#### TASK INSTRUCTIONS
Copy out the text on Santa Monica's night cleaners from "Instead of a" up to and including "army is unleashed.", changing "small army" to "cleaning crew".
══ TEXT SECTION ══
Instead of a headless Mickey Mouse
taking a smoke break, you find the
heroes who keep Santa Monica’s
shopping, dining and movie-going Eden
pristine, the wizards who keep the
magic alive. Beneath Parking Structure
4 is their barracks.
Every night, when the Promenade
is mostly asleep, the stores are
closed, and the last of the late
night moviegoers trickle from the
theaters, a small army is unleashed.
Mark Anthony Moreno works for the
city. He points to a squadron of
motorized vehicles parked at the
ready behind him. They look like
a cross between golf carts, RVs
and Star Wars hovercraft. Moreno,
burly at age 43, describes their
specific purposes.
Motorized street sweepers are the
first to move out. These are the
SUV-sized vehicles with giant swirling
scrub brushes beneath rubber skirts,
scraping away the dust, plastic
bags, paper, leaves, food wrappers,
newspaper and other debris. The
brushes push the stuff into a massive
vacuum at the back of the vehicle
that has enough suction power to
inhale the average kindergartner.
Men wielding push brooms follow
the scrubbing beast, reaching behind
benches and trashcans for stray
bits, and whisking them into the
machines’ all-consuming maw.
After the scrubbers pass, other
vehicles resembling ice hockey’s
Zamboni machines move in. They blast
a combination of water and cleaning
solvents into the pavement at paint-peeling
pressures, and quickly ingest and
recycle the liquid, leaving only
a clean, shining wake in its path.
Again, a platoon of men fans out,
following these machines. They work
hand-held pressure washers, concentrating
a blast of water and solvent mixture
like a chisel onto spots of mashed-in
chewing gum and graffiti, rubber
tire marks, stains and other tattooed-on
blemishes. Delivering 700 pounds
of pressure per square inch, the
solution can cut through a steel-toed
work boot and the flesh underneath
it in an instant.
The cleaners assault the parking
garages and bathrooms, riding a
fleet of nimble motorized carts.
They destroy filth with a swath
of pressurized hygienic foam, and
empty trashcans by hand.
The legendary Ed Greenberg, who
recently celebrated his 30th year
of service to the city, would have
made a great general. He knows his
mission. His men love him.
"It runs like a well-oiled
tank army," he says of his
crew of 20 and their machines. Their
area of operation includes the Promenade
and from Ocean to 5th, Wilshire
to Colorado. "But if someone
calls we'll go out to 6th or 7th
to clear out some debris,"
═══
══ SUPPLIED RECORDS ══
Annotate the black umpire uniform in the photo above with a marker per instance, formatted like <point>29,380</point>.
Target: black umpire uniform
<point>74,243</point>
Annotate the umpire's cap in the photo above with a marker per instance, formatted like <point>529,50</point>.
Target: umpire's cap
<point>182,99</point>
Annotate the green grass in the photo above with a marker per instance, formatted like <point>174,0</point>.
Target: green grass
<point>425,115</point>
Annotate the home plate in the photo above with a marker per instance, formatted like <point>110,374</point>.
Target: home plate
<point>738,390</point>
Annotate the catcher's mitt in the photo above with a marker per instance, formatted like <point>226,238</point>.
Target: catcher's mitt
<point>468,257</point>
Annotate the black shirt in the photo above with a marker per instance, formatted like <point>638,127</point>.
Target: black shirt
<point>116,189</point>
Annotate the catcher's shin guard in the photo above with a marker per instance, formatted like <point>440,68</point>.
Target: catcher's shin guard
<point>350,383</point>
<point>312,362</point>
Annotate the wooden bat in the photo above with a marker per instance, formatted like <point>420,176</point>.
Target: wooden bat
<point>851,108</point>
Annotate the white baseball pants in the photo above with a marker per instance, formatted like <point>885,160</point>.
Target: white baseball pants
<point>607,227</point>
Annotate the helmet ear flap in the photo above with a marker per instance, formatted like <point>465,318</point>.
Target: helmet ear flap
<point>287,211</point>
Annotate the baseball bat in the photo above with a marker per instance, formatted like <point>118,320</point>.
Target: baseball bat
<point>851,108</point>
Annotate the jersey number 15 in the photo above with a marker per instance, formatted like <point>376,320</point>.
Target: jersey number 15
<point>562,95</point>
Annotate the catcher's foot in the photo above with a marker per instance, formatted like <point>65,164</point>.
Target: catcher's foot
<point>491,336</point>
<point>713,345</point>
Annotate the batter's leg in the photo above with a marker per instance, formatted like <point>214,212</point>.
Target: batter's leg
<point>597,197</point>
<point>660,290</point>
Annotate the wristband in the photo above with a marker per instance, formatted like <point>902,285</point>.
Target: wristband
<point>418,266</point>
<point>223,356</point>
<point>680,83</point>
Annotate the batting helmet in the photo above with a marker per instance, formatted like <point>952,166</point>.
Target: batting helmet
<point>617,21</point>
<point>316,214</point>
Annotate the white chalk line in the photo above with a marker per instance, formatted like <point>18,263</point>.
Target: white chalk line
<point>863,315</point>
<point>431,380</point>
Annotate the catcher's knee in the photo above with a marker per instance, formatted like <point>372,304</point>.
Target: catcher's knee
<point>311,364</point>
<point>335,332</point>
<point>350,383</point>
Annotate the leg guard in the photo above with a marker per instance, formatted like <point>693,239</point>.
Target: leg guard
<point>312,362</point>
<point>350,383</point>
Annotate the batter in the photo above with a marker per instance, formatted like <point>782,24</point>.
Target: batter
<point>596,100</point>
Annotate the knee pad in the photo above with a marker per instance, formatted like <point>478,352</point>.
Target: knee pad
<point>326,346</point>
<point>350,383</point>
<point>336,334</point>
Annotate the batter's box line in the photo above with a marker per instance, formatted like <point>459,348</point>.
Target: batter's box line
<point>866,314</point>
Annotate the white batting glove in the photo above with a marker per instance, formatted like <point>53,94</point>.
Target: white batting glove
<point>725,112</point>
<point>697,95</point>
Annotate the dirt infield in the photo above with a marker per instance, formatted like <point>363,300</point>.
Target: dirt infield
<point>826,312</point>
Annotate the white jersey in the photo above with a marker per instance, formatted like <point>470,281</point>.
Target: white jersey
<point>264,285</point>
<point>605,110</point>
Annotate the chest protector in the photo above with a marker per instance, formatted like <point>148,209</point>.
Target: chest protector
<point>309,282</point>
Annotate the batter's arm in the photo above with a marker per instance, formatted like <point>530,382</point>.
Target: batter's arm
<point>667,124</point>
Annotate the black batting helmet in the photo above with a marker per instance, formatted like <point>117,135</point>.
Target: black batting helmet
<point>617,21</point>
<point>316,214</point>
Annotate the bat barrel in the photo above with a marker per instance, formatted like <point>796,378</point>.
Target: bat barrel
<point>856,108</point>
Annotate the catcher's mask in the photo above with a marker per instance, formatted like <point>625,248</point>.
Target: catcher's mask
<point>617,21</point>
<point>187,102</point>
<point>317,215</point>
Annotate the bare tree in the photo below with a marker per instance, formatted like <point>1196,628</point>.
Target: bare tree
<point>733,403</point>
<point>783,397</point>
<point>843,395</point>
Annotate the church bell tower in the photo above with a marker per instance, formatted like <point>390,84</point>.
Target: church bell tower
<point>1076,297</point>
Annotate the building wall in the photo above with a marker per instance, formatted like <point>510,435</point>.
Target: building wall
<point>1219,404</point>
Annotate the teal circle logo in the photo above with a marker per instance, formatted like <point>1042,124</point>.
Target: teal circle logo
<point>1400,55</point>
═══
#### EXPECTED OUTPUT
Instead of a headless Mickey Mouse
taking a smoke break, you find the
heroes who keep Santa Monica’s
shopping, dining and movie-going Eden
pristine, the wizards who keep the
magic alive. Beneath Parking Structure
4 is their barracks.
Every night, when the Promenade
is mostly asleep, the stores are
closed, and the last of the late
night moviegoers trickle from the
theaters, a cleaning crew is unleashed.